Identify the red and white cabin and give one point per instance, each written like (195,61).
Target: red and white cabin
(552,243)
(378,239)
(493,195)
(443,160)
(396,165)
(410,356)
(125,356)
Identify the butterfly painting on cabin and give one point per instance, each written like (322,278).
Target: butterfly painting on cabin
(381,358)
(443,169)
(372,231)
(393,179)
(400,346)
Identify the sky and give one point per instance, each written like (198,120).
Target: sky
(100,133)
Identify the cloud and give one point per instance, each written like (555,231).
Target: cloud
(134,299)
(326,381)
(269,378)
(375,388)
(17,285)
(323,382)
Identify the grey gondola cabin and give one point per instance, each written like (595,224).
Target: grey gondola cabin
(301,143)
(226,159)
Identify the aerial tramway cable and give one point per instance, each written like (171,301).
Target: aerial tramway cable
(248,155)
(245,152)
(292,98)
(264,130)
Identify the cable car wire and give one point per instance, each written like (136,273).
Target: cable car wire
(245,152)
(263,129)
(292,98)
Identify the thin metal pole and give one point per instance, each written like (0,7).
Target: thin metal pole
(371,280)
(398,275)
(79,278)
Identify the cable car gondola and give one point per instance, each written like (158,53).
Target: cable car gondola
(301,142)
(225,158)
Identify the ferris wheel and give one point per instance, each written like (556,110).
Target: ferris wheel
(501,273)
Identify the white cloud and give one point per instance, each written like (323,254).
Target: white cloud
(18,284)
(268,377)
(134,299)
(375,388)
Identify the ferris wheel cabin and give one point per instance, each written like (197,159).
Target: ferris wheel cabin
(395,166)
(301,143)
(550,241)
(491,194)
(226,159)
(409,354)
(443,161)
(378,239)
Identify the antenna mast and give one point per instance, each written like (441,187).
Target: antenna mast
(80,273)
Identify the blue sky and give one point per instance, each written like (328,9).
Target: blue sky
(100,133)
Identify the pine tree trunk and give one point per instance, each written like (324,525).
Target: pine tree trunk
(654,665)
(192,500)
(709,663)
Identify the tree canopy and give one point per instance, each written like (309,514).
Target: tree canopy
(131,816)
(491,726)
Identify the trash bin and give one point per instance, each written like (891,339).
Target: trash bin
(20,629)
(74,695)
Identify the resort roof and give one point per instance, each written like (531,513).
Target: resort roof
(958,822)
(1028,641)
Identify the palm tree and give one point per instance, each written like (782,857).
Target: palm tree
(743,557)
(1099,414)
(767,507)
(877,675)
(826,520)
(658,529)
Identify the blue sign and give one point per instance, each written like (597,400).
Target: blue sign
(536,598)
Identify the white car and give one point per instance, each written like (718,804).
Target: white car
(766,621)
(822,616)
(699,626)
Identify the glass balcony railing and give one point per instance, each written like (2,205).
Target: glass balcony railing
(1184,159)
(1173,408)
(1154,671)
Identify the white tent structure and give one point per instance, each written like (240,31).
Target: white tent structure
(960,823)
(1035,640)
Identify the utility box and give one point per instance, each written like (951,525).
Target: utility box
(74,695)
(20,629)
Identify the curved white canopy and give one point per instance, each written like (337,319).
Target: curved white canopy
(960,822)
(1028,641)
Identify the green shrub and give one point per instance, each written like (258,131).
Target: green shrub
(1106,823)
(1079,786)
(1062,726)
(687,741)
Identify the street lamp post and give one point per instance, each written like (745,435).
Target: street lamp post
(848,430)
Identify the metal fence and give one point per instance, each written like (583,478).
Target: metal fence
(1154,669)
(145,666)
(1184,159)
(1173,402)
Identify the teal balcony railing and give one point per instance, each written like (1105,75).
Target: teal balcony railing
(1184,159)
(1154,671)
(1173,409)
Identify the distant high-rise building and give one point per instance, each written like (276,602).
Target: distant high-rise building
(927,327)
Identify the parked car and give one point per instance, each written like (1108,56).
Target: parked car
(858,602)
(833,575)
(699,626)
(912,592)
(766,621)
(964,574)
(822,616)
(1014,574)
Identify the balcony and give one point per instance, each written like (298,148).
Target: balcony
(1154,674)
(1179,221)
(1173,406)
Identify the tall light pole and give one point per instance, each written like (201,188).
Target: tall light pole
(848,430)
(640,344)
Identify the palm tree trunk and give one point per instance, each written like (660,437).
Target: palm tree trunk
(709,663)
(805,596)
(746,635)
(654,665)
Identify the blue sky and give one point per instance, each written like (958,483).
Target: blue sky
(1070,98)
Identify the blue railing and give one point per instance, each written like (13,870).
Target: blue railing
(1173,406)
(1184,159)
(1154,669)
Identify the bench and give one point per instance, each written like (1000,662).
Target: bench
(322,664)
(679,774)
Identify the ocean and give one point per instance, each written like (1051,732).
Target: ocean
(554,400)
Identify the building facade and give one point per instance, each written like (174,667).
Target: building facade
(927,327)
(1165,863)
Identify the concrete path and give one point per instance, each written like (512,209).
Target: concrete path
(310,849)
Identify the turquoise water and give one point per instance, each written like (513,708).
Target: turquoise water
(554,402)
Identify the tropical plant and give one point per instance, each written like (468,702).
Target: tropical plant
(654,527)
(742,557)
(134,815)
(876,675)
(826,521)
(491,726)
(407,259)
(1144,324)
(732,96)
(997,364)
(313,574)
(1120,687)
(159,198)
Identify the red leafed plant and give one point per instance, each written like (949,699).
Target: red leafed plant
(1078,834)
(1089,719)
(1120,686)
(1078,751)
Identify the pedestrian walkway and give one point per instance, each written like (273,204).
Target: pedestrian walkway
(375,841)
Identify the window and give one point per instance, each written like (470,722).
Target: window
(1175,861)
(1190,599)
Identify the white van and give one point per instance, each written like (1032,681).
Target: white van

· · ·

### Required work:
Format every line of the records above as a JSON list of strings, one string per line, leaving out any blank lines.

### Task answer:
[
  "Identify the red and white cabin and give one point per instance, each written like (195,61).",
  "Target: red and white cabin",
  "(552,243)",
  "(378,239)",
  "(493,195)",
  "(443,160)",
  "(396,165)",
  "(410,356)",
  "(125,356)",
  "Identify the butterfly painting on cabin and give one point per instance, each written like (322,278).",
  "Target: butterfly painting on cabin",
  "(381,358)",
  "(443,169)",
  "(372,231)",
  "(393,179)",
  "(400,346)",
  "Identify the sky and give one point per instance, each written like (198,120).",
  "Target: sky",
  "(100,133)",
  "Identify the cloud and give one point per instance, each written like (555,231).",
  "Target: cloud",
  "(134,299)",
  "(326,381)",
  "(269,378)",
  "(375,388)",
  "(17,285)",
  "(323,382)",
  "Identify the grey gondola cabin and give one point per instance, each written like (595,224).",
  "Target: grey gondola cabin",
  "(301,143)",
  "(226,159)",
  "Identify the aerial tramway cable and give one point per instance, each written like (171,301).",
  "Target: aerial tramway cable",
  "(248,155)",
  "(245,152)",
  "(292,98)",
  "(264,130)",
  "Identify the cable car wire and give one point per instance, each written like (136,273).",
  "Target: cable car wire",
  "(245,152)",
  "(263,129)",
  "(292,98)",
  "Identify the thin metal pole and give one point per instance, each written like (0,7).",
  "Target: thin metal pole",
  "(371,280)",
  "(398,275)",
  "(79,278)",
  "Identify the cable car gondola and give one point per instance, each written like (158,53).",
  "Target: cable car gondola",
  "(301,142)",
  "(225,158)",
  "Identify the ferris wheel and give one point per instance, each written like (556,110).",
  "Target: ferris wheel",
  "(501,273)",
  "Identify the white cloud and give one point per instance, each written like (323,254).",
  "Target: white cloud",
  "(18,284)",
  "(268,377)",
  "(134,299)",
  "(375,388)",
  "Identify the ferris wheel cabin and give one point per instance, each written like (197,159).",
  "Target: ferris wheel cabin",
  "(395,166)",
  "(301,143)",
  "(550,241)",
  "(491,194)",
  "(226,159)",
  "(409,354)",
  "(443,161)",
  "(378,239)",
  "Identify the antenna mast and give one point per instance, each written like (441,187).",
  "Target: antenna mast",
  "(80,273)",
  "Identify the blue sky and give one point per instance, each written like (328,9).",
  "Target: blue sky",
  "(100,133)",
  "Identify the pine tree trunk and give one point per instance, each written like (324,525).",
  "Target: pine tree trunk",
  "(654,665)",
  "(192,500)",
  "(709,663)",
  "Identify the tree canopy and give one point per instance, each written like (309,514).",
  "Target: tree canopy",
  "(131,816)",
  "(491,726)",
  "Identify the trash bin and give one point per instance, each written like (891,339).",
  "Target: trash bin",
  "(20,629)",
  "(74,695)",
  "Identify the resort roof and give one point per instance, each written like (531,513).",
  "Target: resort roof",
  "(958,822)",
  "(1028,641)",
  "Identify the palm tree and give one point per instance, each written like (782,857).",
  "Target: palm tree",
  "(743,557)",
  "(1099,414)",
  "(767,507)",
  "(877,675)",
  "(826,520)",
  "(658,529)",
  "Identify the blue sign and give one point per instance, each written like (597,400).",
  "Target: blue sign",
  "(536,598)",
  "Identify the white car and give one point per instance, each written like (718,804).",
  "Target: white car",
  "(766,621)",
  "(822,616)",
  "(699,626)",
  "Identify the glass balcony railing and give one point per instance, each written like (2,205).",
  "Target: glass balcony railing",
  "(1184,159)",
  "(1173,408)",
  "(1154,671)",
  "Identify the white tent structure and give one point per instance, each written like (240,31).",
  "Target: white tent structure",
  "(960,823)",
  "(1035,640)",
  "Identify the utility box and give one point per instance, each written like (951,525).",
  "Target: utility box",
  "(74,695)",
  "(20,629)",
  "Identify the curved white canopy and give one point per instance, each written like (337,319).",
  "Target: curved white canopy",
  "(960,822)",
  "(1028,641)",
  "Identify the green shrub and give one point per instance, each written like (258,131).",
  "Target: green shrub",
  "(1106,823)",
  "(1079,786)",
  "(1062,726)",
  "(687,741)",
  "Identify the street lamp post and give one point per instance, each written like (745,435).",
  "Target: street lamp post",
  "(848,430)",
  "Identify the metal fence and give one point per instance, each written like (583,478).",
  "Target: metal fence",
  "(1154,669)",
  "(145,666)",
  "(1184,159)",
  "(1173,402)",
  "Identify the teal balcony railing and give one point per instance, each written like (1105,75).",
  "Target: teal balcony railing",
  "(1184,159)",
  "(1154,671)",
  "(1173,409)",
  "Identify the distant high-rise building and give one point per instance, each written like (276,602).",
  "Target: distant high-rise building",
  "(927,327)",
  "Identify the parked car and give one point per instance, each written like (1108,56).",
  "Target: parked car",
  "(858,602)",
  "(833,575)",
  "(699,626)",
  "(912,592)",
  "(766,621)",
  "(964,574)",
  "(822,616)",
  "(1014,574)",
  "Identify the balcony and give one point per instance, each written like (298,148).",
  "Target: balcony",
  "(1154,674)",
  "(1179,221)",
  "(1173,406)",
  "Identify the tall light pole and give one point per instance, each written like (201,188).",
  "Target: tall light pole",
  "(848,430)",
  "(640,344)",
  "Identify the palm tree trunk and give one point per instance, each written like (660,437).",
  "Target: palm tree trunk",
  "(709,663)",
  "(805,596)",
  "(746,635)",
  "(654,665)",
  "Identify the blue sky and give one point per instance, each written like (958,483).",
  "Target: blue sky",
  "(1070,98)",
  "Identify the blue railing and give one point per instance, each written like (13,870).",
  "Target: blue railing",
  "(1173,406)",
  "(1184,159)",
  "(1154,669)",
  "Identify the bench and give one point per instance, each written like (1000,662).",
  "Target: bench",
  "(322,664)",
  "(679,774)",
  "Identify the ocean and give one point per instance, each written like (1051,732).",
  "Target: ocean",
  "(554,400)",
  "Identify the building facade and give one point per instance, each written like (174,667).",
  "Target: building facade",
  "(927,327)",
  "(1165,863)",
  "Identify the concrete path and give one point per instance, each written like (512,209).",
  "Target: concrete path",
  "(310,849)",
  "Identify the turquoise water and give one point per instance, each written like (513,708).",
  "Target: turquoise water",
  "(554,402)",
  "Identify the tropical plant and give one point per instance, each written like (468,702).",
  "Target: tropical plant",
  "(654,527)",
  "(742,557)",
  "(134,815)",
  "(876,675)",
  "(826,521)",
  "(491,726)",
  "(407,259)",
  "(1144,324)",
  "(732,96)",
  "(997,364)",
  "(313,574)",
  "(1120,687)",
  "(159,198)",
  "Identify the red leafed plant and give one point per instance, each written like (949,699).",
  "Target: red leafed plant",
  "(1078,834)",
  "(1089,719)",
  "(1120,686)",
  "(1078,751)",
  "Identify the pedestrian walkway and give one point per instance, each written like (273,204).",
  "Target: pedestrian walkway",
  "(375,841)",
  "Identify the window and give one point per instance, each written like (470,722).",
  "Target: window",
  "(1175,861)",
  "(1190,599)",
  "Identify the white van and give one point per instance, each written like (1032,681).",
  "Target: white van"
]